● THE DATA

- - -

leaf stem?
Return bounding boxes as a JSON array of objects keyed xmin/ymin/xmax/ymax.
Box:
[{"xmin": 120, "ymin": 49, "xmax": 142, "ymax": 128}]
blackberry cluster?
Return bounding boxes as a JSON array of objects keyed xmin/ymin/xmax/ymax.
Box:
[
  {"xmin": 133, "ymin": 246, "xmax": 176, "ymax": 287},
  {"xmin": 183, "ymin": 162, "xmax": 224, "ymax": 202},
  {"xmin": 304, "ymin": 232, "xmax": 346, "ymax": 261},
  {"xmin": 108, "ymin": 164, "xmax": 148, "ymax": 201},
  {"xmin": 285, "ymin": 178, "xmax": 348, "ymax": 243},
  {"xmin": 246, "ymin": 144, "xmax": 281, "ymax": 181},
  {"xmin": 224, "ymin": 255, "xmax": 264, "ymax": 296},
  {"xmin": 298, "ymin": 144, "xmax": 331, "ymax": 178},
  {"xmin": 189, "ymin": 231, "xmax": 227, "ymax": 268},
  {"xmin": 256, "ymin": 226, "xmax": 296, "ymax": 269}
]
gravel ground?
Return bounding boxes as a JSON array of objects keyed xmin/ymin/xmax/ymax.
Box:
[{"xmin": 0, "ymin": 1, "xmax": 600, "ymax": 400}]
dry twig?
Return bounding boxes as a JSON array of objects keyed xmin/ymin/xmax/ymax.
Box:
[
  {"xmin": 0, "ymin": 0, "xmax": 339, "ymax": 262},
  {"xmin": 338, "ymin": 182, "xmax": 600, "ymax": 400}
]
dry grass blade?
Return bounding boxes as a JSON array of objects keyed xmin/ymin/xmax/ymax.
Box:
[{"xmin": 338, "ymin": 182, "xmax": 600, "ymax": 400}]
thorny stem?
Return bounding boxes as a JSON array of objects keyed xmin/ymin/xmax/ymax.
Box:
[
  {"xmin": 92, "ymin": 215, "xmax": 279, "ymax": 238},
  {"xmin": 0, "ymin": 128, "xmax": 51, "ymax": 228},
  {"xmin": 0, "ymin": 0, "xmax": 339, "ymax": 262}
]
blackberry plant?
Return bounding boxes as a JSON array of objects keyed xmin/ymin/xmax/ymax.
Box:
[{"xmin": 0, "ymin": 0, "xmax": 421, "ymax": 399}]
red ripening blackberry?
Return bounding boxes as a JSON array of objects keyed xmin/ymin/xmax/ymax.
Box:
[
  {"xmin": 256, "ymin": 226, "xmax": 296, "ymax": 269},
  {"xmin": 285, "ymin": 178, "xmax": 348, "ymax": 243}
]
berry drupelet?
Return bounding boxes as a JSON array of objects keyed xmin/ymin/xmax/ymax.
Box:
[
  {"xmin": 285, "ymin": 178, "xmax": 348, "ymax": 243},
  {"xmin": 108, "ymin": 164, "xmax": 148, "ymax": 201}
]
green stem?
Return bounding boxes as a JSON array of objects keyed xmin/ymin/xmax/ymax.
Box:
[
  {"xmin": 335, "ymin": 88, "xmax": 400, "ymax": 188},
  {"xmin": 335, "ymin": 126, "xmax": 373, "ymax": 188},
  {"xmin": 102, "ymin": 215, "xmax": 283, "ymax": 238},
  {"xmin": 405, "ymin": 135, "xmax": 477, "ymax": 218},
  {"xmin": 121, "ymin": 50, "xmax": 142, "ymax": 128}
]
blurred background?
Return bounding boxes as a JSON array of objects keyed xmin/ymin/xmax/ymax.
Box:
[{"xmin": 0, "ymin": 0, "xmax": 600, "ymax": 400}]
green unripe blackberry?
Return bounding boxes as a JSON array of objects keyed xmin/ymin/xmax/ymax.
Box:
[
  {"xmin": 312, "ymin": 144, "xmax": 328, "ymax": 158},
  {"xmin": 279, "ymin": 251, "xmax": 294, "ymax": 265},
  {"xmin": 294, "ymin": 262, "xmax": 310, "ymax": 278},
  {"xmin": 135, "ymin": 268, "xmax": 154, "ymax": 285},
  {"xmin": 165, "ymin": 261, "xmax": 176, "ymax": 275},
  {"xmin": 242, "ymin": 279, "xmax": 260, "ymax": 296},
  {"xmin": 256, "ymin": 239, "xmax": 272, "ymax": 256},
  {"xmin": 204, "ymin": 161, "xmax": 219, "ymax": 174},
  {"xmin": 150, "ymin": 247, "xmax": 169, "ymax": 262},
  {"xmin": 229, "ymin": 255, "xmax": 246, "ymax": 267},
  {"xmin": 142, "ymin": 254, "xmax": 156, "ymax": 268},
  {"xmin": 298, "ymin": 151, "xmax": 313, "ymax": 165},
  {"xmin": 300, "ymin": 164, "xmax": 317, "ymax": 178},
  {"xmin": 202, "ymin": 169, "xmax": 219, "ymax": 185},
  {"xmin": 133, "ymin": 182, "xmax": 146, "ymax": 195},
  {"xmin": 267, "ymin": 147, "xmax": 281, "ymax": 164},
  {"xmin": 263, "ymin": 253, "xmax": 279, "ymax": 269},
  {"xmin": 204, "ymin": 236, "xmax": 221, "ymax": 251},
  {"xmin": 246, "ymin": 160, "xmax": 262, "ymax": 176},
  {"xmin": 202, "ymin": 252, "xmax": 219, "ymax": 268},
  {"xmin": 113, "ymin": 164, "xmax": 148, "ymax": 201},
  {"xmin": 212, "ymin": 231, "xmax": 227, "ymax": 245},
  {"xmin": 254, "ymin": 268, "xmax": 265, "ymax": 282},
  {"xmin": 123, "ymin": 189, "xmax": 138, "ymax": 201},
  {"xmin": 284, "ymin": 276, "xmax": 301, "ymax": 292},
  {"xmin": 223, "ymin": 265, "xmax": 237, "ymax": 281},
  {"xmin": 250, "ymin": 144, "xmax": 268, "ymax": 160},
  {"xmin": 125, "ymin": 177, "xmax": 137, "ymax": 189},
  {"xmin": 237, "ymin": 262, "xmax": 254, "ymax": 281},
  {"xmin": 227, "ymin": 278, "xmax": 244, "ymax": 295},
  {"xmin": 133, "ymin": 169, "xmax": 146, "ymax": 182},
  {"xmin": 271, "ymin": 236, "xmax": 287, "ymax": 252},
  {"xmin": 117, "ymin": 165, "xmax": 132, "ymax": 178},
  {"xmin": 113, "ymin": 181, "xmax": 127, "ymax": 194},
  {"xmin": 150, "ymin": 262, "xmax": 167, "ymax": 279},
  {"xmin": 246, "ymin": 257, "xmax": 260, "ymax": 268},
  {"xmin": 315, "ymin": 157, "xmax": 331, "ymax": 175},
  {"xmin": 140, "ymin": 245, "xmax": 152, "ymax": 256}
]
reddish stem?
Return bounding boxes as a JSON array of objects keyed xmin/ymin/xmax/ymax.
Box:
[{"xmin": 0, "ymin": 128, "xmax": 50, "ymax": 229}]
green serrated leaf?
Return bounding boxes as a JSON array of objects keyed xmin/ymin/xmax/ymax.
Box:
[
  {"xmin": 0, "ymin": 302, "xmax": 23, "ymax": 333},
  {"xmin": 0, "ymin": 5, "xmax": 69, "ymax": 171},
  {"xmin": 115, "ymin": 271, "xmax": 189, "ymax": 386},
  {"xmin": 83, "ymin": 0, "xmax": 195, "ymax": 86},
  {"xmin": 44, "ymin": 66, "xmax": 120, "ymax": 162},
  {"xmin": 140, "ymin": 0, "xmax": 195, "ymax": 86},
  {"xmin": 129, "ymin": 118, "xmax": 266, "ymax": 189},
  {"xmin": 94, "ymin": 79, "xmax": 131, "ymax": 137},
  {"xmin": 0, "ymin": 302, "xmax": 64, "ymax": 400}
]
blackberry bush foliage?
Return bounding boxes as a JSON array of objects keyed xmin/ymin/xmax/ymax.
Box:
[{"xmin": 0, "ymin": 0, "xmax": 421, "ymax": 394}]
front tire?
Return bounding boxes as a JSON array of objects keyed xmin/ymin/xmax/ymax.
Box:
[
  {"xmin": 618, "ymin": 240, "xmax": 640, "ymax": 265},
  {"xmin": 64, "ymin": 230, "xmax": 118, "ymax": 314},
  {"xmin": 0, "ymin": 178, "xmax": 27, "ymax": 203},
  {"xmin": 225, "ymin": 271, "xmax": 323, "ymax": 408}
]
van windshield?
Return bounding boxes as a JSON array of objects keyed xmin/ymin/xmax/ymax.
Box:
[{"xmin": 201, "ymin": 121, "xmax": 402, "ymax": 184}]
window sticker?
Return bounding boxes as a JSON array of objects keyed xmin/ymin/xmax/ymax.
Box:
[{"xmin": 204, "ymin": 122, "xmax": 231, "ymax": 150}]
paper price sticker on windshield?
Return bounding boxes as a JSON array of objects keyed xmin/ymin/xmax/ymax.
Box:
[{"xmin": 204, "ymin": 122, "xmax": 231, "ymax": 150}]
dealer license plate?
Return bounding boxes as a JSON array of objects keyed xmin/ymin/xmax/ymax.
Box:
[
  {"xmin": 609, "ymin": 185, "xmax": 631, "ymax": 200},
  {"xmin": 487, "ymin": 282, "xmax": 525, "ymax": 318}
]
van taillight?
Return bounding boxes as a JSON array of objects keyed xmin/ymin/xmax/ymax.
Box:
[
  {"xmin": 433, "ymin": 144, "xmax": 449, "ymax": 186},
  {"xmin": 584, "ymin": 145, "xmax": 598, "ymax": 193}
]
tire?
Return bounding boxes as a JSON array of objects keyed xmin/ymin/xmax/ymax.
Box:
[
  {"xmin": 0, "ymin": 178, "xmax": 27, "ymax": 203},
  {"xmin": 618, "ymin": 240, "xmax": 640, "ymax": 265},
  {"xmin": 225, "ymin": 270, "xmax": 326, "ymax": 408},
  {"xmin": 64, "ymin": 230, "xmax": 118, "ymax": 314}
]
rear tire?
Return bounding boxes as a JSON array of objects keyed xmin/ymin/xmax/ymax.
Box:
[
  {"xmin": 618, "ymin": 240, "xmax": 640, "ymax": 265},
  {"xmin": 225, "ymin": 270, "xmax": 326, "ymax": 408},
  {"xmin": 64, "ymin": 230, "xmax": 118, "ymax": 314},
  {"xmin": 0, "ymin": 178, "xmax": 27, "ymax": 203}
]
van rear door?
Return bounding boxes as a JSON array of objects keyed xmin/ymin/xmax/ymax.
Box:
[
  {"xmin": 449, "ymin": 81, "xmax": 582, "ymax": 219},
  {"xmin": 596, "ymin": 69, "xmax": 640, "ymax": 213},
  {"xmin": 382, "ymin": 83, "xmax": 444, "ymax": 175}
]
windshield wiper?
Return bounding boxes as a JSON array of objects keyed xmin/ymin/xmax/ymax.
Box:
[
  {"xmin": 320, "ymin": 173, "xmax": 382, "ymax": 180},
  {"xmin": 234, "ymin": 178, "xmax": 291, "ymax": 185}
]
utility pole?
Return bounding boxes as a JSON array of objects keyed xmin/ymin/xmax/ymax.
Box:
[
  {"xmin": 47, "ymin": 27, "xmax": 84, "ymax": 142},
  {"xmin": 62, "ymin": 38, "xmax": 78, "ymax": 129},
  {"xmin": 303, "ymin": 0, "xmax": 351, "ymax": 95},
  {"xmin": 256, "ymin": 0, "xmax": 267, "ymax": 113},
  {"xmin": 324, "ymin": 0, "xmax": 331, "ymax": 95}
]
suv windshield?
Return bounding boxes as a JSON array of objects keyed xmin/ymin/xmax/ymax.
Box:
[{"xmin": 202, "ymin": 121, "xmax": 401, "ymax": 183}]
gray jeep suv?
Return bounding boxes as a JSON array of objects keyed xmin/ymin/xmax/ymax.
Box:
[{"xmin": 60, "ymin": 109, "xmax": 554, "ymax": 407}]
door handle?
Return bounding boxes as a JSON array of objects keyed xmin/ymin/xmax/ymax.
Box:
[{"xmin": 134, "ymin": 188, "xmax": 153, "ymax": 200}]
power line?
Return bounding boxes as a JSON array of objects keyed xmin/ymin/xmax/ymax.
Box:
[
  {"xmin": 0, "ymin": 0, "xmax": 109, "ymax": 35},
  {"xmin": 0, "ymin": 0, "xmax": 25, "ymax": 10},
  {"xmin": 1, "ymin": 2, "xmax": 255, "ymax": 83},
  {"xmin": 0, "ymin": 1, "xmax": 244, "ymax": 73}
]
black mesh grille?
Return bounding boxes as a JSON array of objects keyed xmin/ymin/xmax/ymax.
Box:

- - -

Copy the material above word for word, from the line containing "gray jeep suv?" through the final line, with both of those lines included.

gray jeep suv?
Return bounding boxes as a JSON array of objects keyed xmin/ymin/xmax/ymax.
Box:
[{"xmin": 60, "ymin": 109, "xmax": 554, "ymax": 407}]
door handle?
Return bounding boxes as a JSON array of objects keyed xmin/ymin/xmax/ymax.
Box:
[{"xmin": 134, "ymin": 188, "xmax": 153, "ymax": 200}]
power line?
Return bounding boxes as a JSON array of objects keyed xmin/ymin/xmax/ymax.
Box:
[
  {"xmin": 0, "ymin": 0, "xmax": 109, "ymax": 35},
  {"xmin": 0, "ymin": 0, "xmax": 25, "ymax": 10},
  {"xmin": 1, "ymin": 2, "xmax": 255, "ymax": 83},
  {"xmin": 0, "ymin": 1, "xmax": 244, "ymax": 73}
]
black mesh grille?
Return bounding boxes as a JSON array of objects keyed xmin/ymin/xmax/ymax.
Box:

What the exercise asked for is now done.